Data listing:
_ _ _ _ _
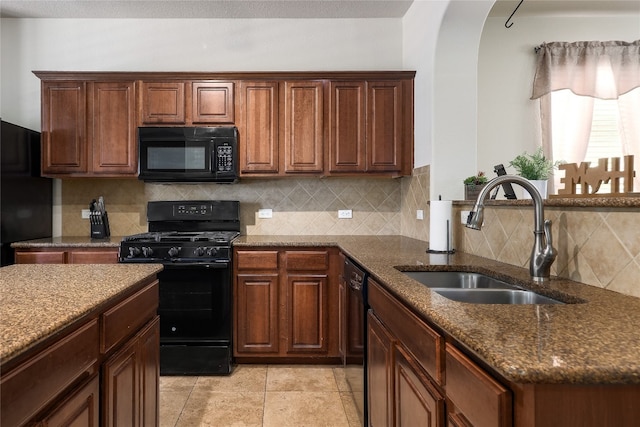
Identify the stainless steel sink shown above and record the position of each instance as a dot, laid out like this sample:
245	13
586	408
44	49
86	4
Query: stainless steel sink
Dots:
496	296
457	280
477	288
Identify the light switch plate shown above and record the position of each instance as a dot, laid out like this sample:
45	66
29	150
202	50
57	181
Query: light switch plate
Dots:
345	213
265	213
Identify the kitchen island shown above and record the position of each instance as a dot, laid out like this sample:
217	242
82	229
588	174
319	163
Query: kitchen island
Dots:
_ _ _ _ _
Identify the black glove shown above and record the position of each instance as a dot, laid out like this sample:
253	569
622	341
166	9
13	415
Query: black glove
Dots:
_ _ _ _ _
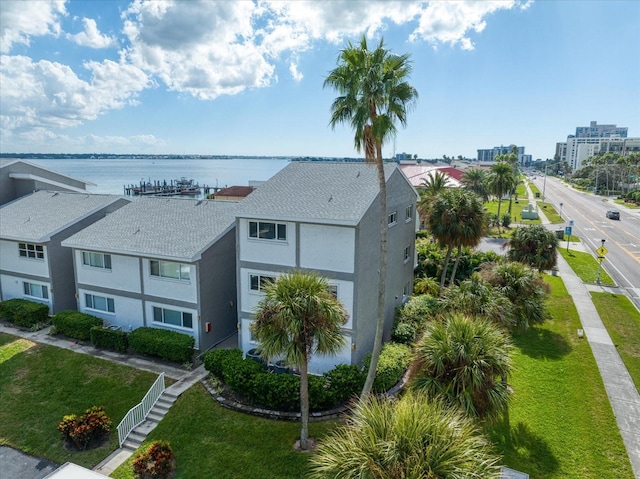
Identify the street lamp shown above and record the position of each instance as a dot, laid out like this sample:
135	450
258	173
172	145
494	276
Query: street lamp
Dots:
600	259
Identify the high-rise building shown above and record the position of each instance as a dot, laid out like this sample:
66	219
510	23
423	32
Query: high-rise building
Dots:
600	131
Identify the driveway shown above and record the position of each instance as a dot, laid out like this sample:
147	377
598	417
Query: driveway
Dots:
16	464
_ _ _ _ _
▸ Exercise instructions
Count the lines of the material that contain the string "sink". How many are there? Reply with the number alone.

▸ Written response
2